Short problem
Find every line in the rows below that contains the word "wooden", and copy each of those lines.
==== Entries shown
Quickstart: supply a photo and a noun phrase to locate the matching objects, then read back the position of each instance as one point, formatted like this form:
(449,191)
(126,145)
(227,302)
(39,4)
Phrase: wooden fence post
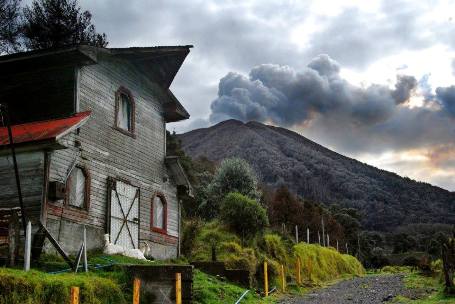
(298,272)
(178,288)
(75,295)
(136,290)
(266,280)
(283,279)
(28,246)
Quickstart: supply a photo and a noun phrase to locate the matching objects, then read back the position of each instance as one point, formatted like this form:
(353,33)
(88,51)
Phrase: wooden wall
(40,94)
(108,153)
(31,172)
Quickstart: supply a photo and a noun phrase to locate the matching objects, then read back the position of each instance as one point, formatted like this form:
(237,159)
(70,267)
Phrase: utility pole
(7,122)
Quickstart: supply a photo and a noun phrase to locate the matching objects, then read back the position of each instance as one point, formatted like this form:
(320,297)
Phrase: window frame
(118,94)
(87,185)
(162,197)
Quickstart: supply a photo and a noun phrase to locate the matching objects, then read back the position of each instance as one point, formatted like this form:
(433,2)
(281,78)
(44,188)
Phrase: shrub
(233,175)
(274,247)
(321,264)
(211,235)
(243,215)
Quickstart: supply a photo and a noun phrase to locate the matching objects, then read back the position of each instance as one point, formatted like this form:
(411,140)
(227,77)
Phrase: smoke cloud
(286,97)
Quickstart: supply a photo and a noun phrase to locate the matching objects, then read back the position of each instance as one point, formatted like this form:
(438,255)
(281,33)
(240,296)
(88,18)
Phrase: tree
========
Reply
Phrase: wooden fence post
Phrase: wooden wall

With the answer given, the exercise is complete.